--- Brief 1 ---
In the text on special reasons not to endorse or disqualify, reproduce the part that opens with the words containing "In certain circumstances" and closes with "evidence in rebuttal.", substituting "accused persons" for "defendants".
--- Brief 2 ---
Continue the text on special reasons not to endorse or disqualify from the point at which it stops.

--- Page text ---
- - -
Special Reasons not to endorse or Disqualify
|The Road Traffic Offenders Act 1988, s. 34(1)  provides legislation relating to special reasons not to disqualify or to disqualify for shorter period, it states:
|(1) Where a person is convicted of an offence involving obligatory disqualification, the court must order him to be disqualified for such period not less than twelve months as the court thinks fit unless the court for special reasons thinks fit to order him to be disqualified for a shorter period or not to order him to be disqualified.
In certain circumstances defendants convicted of drink driving offences may be able to have any mandatory period of driving disqualification significantly reduced or totally avoided if 'special reasons' are established.
Driving licence endorsements & penalty points can also be avoided if special reasons are successfully established.
Special reasons must be established by the defence using evidence and may be subject to cross examination and evidence in rebuttal.
Even when special reasons are successfully established, it is no guarantee that disqualification or endorsement will be avoided. It remains at the sentencing courts discretion whether or not the special reasons established make it proper not to disqualify or endorse.
Arguing that any period of disqualification imposed will cause extreme hardship to an offender or their family WILL NOT amount to a special reason.
What are special reasons?
Special reasons must relate to the commission of the drink driving offence in question and in order to constitute a special reason the Court of Appeal has established that any matter put forward as a special reason not to endorse or disqualify must:
- be a mitigating or extenuating circumstance;
- not amount in law to a defence to the drink driving charge;
- be directly connected to the commission of the drink driving offence;
- be one which a court of law ought to properly take into consideration when considering what sentence to impose.
- - -
--- Records ---
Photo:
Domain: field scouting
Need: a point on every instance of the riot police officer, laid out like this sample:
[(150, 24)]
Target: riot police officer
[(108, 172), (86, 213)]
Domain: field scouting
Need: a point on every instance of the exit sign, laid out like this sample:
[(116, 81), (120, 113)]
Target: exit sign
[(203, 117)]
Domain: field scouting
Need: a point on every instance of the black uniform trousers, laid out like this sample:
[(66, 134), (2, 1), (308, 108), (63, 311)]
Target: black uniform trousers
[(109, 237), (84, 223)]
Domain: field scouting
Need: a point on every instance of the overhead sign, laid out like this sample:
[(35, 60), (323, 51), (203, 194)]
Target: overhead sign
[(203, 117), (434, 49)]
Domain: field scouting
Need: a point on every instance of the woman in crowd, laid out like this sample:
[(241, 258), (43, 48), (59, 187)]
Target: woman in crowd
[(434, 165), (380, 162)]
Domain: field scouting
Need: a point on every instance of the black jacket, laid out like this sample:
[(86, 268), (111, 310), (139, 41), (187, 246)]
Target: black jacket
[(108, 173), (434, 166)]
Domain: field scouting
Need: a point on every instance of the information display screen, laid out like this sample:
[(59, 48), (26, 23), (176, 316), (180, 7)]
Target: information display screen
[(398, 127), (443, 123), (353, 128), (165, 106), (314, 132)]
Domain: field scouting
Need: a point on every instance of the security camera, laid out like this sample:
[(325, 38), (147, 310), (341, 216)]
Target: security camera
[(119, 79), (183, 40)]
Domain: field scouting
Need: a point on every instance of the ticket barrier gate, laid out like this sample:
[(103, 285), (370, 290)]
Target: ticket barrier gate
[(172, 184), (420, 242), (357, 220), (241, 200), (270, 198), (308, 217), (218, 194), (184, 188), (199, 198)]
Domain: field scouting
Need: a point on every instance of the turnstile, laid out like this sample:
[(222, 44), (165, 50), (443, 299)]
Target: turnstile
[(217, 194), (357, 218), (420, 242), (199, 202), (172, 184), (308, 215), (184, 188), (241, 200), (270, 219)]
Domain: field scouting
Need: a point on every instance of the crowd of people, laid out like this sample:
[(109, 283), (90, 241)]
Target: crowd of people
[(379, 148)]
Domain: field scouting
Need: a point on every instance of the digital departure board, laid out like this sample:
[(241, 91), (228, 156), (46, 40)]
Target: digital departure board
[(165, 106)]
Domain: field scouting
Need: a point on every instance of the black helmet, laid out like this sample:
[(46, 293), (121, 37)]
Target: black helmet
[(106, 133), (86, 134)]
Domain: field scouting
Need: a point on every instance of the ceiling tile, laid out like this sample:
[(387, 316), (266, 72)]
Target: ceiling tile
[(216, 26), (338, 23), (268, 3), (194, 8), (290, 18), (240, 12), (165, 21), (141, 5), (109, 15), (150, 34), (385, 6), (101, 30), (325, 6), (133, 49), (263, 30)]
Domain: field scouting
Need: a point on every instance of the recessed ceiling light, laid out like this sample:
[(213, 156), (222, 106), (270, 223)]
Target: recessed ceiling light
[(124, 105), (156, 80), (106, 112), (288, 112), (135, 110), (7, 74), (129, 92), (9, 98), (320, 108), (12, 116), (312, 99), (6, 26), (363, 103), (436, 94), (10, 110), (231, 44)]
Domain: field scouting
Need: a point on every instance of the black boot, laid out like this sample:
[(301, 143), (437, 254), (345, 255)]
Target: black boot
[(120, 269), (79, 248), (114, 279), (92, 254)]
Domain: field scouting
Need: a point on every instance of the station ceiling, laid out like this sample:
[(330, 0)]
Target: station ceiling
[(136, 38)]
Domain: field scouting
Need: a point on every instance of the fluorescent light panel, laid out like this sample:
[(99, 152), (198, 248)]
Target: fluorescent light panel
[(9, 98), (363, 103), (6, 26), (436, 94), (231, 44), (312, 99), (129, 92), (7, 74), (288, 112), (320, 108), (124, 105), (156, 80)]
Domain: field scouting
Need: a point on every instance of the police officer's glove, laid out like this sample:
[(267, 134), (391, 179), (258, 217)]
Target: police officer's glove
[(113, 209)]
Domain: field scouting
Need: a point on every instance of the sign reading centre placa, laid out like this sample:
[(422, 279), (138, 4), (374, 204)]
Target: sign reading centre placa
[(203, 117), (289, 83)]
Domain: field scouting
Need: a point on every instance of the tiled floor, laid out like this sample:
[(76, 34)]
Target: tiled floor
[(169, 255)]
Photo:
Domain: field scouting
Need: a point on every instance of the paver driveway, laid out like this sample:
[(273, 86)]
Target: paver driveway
- - -
--- Written answer 1 ---
In certain circumstances accused persons convicted of drink driving offences may be able to have any mandatory period of driving disqualification significantly reduced or totally avoided if 'special reasons' are established.
Driving licence endorsements & penalty points can also be avoided if special reasons are successfully established.
Special reasons must be established by the defence using evidence and may be subject to cross examination and evidence in rebuttal.

--- Written answer 2 ---
What must the court consider?
When special reasons are put forward in drink driving cases the sentencing court must consider the following factors:
- the reason for driving the motor vehicle;
- the distance the motor vehicle was driven;
- the manner in which the motor vehicle was driven;
- the condition of the motor vehicle which was driven;
- whether not it was the drivers intention to drive the motor vehicle further;
- the road and traffic conditions at the time the offence took place; and
- the possibility of danger to other road users at the time (most important factor)
Establishing special reasons is a complicated and technical area of law where there is a great deal of case law available as to what amounts to special reasons. It is advisable to take advice and counsel from a solicitor advocate who specialises in drink driving and motoring law in order to establish if arguing special reasons is plausible.
Possible Special Reasons
- Very short distance driven (moving car a few yards to safety)
- Driving due to an emergency (medical or otherwise)
- A drivers drink being laced or spiked without their knowledge
The onus of establishing special reasons is on the defence/defendant.